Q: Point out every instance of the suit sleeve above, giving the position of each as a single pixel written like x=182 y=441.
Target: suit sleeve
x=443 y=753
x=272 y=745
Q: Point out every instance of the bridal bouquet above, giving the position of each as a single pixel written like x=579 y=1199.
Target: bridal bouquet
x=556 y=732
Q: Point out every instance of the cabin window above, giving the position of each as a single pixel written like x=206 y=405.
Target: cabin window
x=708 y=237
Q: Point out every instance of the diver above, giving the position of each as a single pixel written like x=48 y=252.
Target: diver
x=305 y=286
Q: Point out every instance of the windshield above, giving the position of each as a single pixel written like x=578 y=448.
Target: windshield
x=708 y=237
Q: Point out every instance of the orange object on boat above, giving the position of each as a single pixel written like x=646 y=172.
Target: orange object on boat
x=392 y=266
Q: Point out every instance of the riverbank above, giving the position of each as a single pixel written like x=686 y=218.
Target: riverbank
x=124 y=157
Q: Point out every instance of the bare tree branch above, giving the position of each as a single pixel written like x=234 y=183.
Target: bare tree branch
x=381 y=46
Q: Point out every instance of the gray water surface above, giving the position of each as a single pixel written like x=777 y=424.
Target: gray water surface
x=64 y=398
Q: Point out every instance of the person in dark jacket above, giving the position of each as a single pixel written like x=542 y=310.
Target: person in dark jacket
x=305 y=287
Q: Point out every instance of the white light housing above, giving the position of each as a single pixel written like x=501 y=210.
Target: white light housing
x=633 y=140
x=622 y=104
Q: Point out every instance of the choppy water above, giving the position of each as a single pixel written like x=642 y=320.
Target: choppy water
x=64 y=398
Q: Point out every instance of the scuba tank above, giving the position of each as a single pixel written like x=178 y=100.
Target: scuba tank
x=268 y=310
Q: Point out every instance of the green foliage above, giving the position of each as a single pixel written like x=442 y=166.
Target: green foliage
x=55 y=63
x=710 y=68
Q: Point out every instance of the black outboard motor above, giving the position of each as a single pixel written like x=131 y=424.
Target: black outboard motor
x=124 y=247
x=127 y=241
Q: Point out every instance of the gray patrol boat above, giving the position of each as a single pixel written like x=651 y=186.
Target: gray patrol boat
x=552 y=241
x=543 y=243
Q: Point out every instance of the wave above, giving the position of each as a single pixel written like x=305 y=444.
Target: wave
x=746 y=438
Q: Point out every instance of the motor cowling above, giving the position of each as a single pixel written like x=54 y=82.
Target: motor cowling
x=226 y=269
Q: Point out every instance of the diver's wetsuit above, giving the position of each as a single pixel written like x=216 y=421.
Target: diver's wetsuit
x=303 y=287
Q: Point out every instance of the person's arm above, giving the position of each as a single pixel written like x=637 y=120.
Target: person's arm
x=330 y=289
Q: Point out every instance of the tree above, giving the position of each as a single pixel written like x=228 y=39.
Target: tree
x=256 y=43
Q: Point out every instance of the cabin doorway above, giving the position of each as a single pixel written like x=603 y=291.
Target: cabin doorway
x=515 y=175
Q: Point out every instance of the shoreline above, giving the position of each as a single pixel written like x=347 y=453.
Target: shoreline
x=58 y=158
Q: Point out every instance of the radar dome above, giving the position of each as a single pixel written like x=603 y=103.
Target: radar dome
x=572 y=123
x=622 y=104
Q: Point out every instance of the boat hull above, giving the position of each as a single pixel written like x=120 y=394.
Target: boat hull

### PROBLEM DETAILS
Copy the listing above again, line for line, with no changes.

### EXERCISE RESULT
Q: Point out every instance of the suit sleeve above, giving the position of each as a single pixel written like x=182 y=441.
Target: suit sleeve
x=443 y=753
x=272 y=745
Q: Point out every instance of the bridal bouquet above, giving the position of each as a single pixel written like x=579 y=1199.
Target: bridal bouquet
x=556 y=732
Q: Point out every instance of the cabin window above, giving the position of each as a single pixel written like x=206 y=405.
Target: cabin window
x=708 y=237
Q: Point out every instance of the diver above, giving the position of each as a single pixel written like x=48 y=252.
Target: diver
x=305 y=286
Q: Point out every instance of the windshield above, giving the position of each as a single pixel written like x=578 y=448.
Target: windshield
x=708 y=237
Q: Point out every instance of the orange object on boat above, giving the position of each as a single pixel written like x=646 y=172.
Target: orange object on boat
x=392 y=266
Q: Point out every instance of the riverbank above, giving the position of each as a single pixel written like x=686 y=218.
Target: riverbank
x=124 y=157
Q: Point out every instance of the bare tree branch above, giving the position of each as a single pixel written like x=234 y=183.
Target: bare tree branch
x=381 y=46
Q: Point out every instance of the gray water surface above, giving the position of each as a single pixel written like x=777 y=424.
Target: gray water surface
x=64 y=398
Q: Point out every instance of the person in dark jacket above, giving the position of each as a single pixel written like x=542 y=310.
Target: person in dark jacket
x=305 y=287
Q: Point out every instance of the white light housing above, giving the position of each as a single pixel written like x=501 y=210.
Target: white light housing
x=633 y=140
x=622 y=104
Q: Point out every instance of the choppy water above, giving the position of each as a single pixel written like x=642 y=320.
Target: choppy water
x=64 y=398
Q: Point out every instance of the scuba tank above, giving the position of each as a single pixel written like x=178 y=100.
Target: scuba tank
x=268 y=310
Q: Point out every instance of the green foliage above, giving the position of each as a single pixel written like x=442 y=166.
Target: green foliage
x=55 y=63
x=710 y=68
Q: Point out every instance of the black outboard motor above, giving the position of each as a single pixel written like x=131 y=424.
Target: black outboard motor
x=124 y=247
x=127 y=241
Q: Point out every instance of the gray patrol boat above, giving the position of each as a single pixel written like x=651 y=186.
Target: gray patrol boat
x=552 y=241
x=543 y=243
Q: Point out every instance of the wave above, giving the position of each as a single pixel written like x=305 y=444.
Target: wave
x=746 y=438
Q: Point out every instance of the motor cowling above, giving the position of each as a single pixel written like x=54 y=82.
Target: motor cowling
x=226 y=269
Q: Point out every instance of the diver's wetsuit above, giving the position of each as a single pixel written like x=216 y=421.
Target: diver's wetsuit
x=303 y=287
Q: Point out every instance of the person's arm above, giving the position of each as a single pixel written like x=637 y=120.
Target: person's arm
x=330 y=289
Q: Point out every instance of the tree above, giving the position of each as a single pixel written like x=228 y=39.
Target: tree
x=256 y=43
Q: Point out every instance of the cabin doorway above, giving the position of each as a single pixel written like x=603 y=291.
Target: cabin doorway
x=515 y=175
Q: Point out every instance of the shoreline above, giving the position of each as a single pixel written like x=347 y=453.
Target: shoreline
x=58 y=158
Q: Point out every instance of the radar dome above, giving the position of each as a single pixel written like x=603 y=103.
Target: radar dome
x=572 y=123
x=622 y=104
Q: Point out every instance of the boat hull above, giving the position of each as a single pixel written like x=120 y=394.
Target: boat hull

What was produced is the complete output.